▶ _What to do_
Copy the passage on steroid-dependent and steroid-refractory disease word for word, starting at the words "Steroid-dependent and steroid-refractory" and ending after "a steroid-sparing agent.".

[Document section — start]

Steroid-dependent and steroid-refractory disease
Steroid-dependent IBD is defined as disease that initially responds to corticosteroids, but relapses without corticosteroids. Unfortunately, these patients require low-dose corticosteroids to remain symptom free (Porro et al, 2007). Retrospective data has reported that steroid dependency ranges between 11% and 38%. Patients requiring corticosteroids earlier in their disease course have a higher likelihood of developing steroid dependency (Khan et al, 2014). Steroid-refractory IBD is defined as a lack of meaningful response to steroids. Up to 40% of patients do not respond to high-dose steroid therapy. It is important to recognise and prevent long-term steroid use by introducing a steroid-sparing agent.

[Document section — finish]
[Supplied material — start]

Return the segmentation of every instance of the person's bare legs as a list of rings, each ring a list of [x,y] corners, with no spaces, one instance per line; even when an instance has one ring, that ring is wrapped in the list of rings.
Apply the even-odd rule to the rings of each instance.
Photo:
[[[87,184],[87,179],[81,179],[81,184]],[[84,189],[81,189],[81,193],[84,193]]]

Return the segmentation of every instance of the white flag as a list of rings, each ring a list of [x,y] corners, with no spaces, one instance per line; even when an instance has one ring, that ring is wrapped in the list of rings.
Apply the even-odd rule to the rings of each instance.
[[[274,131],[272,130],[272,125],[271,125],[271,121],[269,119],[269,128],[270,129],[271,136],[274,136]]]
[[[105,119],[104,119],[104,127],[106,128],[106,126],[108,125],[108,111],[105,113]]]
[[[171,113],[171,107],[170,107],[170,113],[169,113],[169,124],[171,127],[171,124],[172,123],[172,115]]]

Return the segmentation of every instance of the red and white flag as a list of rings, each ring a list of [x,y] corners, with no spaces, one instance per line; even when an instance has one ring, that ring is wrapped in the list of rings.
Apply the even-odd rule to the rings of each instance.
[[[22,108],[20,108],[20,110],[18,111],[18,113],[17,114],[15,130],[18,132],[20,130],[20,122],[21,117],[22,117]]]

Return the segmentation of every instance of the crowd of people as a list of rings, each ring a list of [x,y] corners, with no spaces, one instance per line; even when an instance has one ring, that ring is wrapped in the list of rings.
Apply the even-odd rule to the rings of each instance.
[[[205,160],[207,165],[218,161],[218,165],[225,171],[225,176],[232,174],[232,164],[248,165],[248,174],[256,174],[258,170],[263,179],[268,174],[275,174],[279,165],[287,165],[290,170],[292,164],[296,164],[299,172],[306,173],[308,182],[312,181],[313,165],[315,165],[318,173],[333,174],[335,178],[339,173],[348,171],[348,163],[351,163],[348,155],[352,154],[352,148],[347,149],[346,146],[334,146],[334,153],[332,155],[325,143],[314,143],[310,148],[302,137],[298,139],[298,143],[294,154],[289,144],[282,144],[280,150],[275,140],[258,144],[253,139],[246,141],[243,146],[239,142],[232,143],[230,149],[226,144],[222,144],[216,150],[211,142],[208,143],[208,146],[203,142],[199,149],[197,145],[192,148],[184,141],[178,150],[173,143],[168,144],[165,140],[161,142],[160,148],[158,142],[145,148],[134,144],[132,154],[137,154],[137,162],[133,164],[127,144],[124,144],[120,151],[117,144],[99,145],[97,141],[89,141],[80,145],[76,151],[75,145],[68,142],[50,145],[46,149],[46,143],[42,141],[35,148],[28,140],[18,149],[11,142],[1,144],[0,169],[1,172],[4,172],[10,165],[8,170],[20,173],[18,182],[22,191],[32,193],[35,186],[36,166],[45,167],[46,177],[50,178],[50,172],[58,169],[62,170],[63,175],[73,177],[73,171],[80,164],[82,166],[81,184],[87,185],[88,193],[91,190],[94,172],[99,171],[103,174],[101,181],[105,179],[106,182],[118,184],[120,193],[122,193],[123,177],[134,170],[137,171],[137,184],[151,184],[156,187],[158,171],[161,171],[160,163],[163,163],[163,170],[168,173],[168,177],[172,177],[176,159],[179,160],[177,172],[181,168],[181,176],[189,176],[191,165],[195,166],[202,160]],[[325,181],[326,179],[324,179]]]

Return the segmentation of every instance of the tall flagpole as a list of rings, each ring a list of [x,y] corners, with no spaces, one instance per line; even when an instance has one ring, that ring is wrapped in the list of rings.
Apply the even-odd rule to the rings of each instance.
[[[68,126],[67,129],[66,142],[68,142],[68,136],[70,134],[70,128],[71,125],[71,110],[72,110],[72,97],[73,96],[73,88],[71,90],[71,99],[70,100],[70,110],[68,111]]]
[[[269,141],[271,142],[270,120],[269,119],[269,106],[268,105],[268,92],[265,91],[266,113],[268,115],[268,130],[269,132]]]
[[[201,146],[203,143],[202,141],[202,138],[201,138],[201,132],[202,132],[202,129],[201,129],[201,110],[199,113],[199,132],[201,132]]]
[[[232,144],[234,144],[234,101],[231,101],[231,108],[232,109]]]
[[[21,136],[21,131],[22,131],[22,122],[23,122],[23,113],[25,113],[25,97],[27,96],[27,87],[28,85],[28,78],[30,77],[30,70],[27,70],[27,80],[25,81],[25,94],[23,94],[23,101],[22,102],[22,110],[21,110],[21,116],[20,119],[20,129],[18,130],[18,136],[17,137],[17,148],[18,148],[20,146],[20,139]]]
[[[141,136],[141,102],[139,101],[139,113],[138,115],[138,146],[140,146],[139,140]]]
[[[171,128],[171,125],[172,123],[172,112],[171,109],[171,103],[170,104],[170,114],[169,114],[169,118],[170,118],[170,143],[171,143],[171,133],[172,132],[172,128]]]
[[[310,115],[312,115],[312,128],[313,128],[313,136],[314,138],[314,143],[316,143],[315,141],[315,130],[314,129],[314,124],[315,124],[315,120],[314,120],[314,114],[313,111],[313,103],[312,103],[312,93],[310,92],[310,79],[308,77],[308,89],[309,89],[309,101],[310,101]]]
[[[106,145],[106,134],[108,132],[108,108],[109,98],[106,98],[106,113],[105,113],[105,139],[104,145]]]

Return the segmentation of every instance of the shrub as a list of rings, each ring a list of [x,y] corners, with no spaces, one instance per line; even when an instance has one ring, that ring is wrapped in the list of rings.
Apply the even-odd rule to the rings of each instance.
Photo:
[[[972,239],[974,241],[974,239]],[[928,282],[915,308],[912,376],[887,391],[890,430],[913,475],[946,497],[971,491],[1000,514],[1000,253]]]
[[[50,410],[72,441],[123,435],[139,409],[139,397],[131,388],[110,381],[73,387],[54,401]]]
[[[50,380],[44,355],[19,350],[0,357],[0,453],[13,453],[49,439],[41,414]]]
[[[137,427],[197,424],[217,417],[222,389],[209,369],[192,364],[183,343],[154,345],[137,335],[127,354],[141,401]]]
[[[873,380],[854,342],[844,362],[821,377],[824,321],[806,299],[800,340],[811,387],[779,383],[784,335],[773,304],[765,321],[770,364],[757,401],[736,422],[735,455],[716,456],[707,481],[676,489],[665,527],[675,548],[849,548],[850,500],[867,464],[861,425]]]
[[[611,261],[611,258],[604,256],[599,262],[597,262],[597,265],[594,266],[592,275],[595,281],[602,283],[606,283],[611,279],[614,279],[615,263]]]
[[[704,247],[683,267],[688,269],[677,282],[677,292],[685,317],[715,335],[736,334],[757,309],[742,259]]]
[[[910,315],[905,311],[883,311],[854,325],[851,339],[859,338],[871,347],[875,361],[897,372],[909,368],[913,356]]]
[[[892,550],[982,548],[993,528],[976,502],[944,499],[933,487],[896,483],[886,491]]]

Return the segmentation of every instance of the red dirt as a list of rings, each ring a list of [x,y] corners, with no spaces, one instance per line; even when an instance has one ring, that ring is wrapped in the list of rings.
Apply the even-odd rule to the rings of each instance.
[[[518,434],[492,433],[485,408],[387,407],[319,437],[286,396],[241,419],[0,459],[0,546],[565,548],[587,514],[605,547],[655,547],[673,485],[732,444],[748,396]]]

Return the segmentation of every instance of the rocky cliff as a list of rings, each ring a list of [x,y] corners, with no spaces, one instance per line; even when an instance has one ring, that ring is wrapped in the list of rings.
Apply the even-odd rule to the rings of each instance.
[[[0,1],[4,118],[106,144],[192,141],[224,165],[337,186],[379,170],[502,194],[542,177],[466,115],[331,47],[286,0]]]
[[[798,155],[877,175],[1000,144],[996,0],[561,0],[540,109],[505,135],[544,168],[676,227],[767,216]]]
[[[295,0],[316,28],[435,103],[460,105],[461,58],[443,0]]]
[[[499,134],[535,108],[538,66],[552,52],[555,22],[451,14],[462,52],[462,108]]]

[Supplied material — finish]

▶ _Result for this task_
Steroid-dependent and steroid-refractory disease
Steroid-dependent IBD is defined as disease that initially responds to corticosteroids, but relapses without corticosteroids. Unfortunately, these patients require low-dose corticosteroids to remain symptom free (Porro et al, 2007). Retrospective data has reported that steroid dependency ranges between 11% and 38%. Patients requiring corticosteroids earlier in their disease course have a higher likelihood of developing steroid dependency (Khan et al, 2014). Steroid-refractory IBD is defined as a lack of meaningful response to steroids. Up to 40% of patients do not respond to high-dose steroid therapy. It is important to recognise and prevent long-term steroid use by introducing a steroid-sparing agent.